[Saved entries]
——
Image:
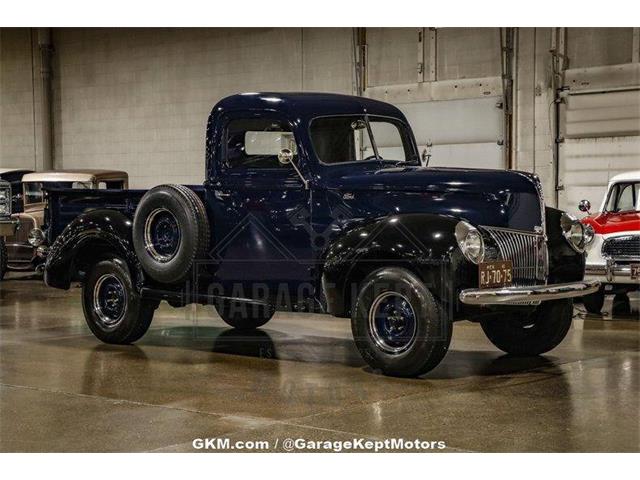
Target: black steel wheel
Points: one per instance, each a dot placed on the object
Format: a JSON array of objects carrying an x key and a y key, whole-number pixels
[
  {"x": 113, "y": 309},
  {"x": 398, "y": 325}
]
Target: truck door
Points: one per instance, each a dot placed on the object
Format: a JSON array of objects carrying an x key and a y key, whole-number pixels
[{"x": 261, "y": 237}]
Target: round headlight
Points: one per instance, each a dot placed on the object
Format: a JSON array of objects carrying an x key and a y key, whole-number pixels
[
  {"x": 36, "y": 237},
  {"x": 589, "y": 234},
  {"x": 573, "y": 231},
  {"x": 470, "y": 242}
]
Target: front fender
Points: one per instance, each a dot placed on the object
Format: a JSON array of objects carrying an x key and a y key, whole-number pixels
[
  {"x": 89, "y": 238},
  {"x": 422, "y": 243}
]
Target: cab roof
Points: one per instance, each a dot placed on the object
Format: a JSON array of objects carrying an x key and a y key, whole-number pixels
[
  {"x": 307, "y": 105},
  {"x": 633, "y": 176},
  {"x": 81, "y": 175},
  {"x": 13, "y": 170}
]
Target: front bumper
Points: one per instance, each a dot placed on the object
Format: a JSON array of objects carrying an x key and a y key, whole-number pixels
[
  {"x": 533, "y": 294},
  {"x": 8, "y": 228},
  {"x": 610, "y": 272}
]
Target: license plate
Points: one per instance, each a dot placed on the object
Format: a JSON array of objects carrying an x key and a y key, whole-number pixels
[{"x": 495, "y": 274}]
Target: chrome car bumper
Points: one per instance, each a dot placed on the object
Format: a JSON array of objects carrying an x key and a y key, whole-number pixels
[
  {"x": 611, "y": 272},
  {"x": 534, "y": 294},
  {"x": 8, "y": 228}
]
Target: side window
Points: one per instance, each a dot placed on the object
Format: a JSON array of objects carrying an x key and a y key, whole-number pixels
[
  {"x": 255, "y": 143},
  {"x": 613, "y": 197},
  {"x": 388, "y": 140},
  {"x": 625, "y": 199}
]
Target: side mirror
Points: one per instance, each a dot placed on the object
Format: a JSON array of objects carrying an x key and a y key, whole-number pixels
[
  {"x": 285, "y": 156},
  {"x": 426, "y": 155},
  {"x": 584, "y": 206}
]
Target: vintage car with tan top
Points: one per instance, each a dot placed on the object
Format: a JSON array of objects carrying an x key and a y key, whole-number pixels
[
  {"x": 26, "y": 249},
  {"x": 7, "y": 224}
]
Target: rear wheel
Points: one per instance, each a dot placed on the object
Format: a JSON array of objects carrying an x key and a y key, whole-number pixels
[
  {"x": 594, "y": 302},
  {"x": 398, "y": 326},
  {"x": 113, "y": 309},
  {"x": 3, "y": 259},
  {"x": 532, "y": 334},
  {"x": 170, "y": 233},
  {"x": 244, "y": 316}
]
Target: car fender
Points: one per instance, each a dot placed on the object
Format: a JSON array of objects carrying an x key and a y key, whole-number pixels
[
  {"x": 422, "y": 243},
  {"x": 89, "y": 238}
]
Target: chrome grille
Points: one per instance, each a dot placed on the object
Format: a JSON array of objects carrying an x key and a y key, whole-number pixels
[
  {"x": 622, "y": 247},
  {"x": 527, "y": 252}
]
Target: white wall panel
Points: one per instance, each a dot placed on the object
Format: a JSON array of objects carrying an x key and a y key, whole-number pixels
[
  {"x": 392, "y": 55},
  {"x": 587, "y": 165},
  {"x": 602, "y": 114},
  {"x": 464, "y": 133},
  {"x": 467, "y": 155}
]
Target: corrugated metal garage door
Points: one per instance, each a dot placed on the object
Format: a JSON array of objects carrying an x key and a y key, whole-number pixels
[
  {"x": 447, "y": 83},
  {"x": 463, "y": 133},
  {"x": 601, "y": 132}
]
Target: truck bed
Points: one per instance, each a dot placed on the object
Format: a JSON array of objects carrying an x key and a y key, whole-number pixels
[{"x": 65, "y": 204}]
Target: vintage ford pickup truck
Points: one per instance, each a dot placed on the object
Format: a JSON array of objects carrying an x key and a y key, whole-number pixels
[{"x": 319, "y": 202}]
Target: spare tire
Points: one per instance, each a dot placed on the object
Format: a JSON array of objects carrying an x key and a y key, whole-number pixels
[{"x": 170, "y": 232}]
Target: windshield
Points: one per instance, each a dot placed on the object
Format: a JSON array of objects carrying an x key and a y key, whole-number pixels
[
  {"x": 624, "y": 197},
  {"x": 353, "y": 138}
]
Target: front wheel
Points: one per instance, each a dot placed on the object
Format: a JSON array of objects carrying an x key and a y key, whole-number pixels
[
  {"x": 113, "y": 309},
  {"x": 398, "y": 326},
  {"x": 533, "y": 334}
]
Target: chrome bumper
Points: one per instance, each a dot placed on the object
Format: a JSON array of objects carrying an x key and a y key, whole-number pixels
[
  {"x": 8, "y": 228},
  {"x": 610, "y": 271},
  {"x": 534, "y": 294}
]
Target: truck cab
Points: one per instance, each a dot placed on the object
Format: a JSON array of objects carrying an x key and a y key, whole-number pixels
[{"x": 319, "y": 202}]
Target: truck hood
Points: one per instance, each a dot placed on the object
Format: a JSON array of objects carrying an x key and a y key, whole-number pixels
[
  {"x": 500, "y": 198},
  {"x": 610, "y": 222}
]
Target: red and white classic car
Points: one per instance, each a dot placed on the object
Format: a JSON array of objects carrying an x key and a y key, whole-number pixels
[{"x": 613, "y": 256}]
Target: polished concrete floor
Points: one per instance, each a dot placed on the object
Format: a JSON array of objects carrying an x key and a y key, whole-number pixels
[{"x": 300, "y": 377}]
——
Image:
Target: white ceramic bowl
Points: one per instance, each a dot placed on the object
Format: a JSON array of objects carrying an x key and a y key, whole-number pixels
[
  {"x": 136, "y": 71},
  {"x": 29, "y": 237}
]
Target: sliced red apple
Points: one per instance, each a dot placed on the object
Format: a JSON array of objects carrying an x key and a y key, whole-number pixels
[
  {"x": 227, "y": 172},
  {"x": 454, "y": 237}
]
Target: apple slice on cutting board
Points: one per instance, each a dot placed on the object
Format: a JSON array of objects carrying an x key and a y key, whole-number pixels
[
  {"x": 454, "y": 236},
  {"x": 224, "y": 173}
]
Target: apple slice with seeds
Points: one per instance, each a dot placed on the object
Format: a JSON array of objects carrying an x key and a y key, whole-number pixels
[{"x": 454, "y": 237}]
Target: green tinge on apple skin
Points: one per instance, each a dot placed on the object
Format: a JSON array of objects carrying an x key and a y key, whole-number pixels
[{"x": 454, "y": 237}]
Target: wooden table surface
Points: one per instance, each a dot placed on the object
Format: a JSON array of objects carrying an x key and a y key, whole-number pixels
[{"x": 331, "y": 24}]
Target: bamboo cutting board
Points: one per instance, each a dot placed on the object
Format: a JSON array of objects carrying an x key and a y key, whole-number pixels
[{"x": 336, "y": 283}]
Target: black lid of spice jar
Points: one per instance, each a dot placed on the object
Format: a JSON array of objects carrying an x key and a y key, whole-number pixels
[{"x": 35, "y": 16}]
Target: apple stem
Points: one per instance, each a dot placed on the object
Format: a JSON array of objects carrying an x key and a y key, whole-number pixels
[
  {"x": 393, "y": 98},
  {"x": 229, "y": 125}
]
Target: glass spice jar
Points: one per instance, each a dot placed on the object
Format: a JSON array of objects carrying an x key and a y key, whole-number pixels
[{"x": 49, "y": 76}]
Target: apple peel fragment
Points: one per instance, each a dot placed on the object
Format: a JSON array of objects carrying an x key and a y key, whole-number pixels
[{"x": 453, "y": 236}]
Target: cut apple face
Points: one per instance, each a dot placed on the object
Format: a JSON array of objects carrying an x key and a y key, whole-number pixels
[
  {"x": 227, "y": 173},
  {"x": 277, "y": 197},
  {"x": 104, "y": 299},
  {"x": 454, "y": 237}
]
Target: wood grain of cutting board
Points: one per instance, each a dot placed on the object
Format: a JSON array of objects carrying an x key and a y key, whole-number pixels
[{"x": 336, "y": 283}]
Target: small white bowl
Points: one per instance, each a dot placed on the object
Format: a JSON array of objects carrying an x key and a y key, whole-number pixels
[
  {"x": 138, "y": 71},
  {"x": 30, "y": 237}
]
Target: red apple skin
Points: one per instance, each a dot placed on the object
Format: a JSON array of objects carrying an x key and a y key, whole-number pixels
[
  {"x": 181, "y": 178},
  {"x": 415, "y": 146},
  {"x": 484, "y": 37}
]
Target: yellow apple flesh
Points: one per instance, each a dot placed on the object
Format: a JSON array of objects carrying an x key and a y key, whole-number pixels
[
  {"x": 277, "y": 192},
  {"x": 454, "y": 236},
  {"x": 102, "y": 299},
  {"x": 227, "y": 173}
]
——
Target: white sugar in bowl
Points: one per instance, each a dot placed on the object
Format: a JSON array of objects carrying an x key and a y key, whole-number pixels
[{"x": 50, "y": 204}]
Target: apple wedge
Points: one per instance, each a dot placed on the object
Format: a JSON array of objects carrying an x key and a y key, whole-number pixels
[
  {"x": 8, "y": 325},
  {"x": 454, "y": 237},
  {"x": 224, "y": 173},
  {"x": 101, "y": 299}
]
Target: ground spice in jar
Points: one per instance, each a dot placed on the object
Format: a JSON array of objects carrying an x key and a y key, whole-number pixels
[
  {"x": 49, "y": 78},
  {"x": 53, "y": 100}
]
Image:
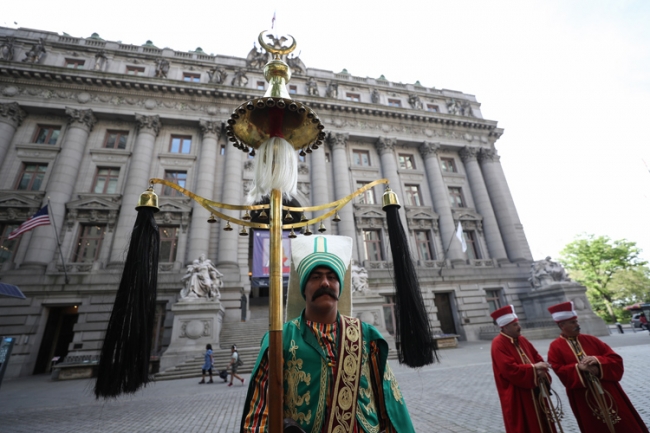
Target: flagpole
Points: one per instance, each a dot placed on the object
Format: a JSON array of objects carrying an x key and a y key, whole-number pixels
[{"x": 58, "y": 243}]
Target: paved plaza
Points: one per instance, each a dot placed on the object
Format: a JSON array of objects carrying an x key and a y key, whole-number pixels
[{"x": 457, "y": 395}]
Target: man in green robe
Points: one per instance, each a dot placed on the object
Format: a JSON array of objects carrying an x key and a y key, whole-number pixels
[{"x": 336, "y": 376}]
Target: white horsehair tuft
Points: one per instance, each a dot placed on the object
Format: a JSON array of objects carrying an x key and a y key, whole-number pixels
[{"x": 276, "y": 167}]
——
**Work instructions:** From the records above, return each line that has the string "vintage".

**Output for this exercise:**
Target: vintage car with tan top
Target: vintage ford pickup truck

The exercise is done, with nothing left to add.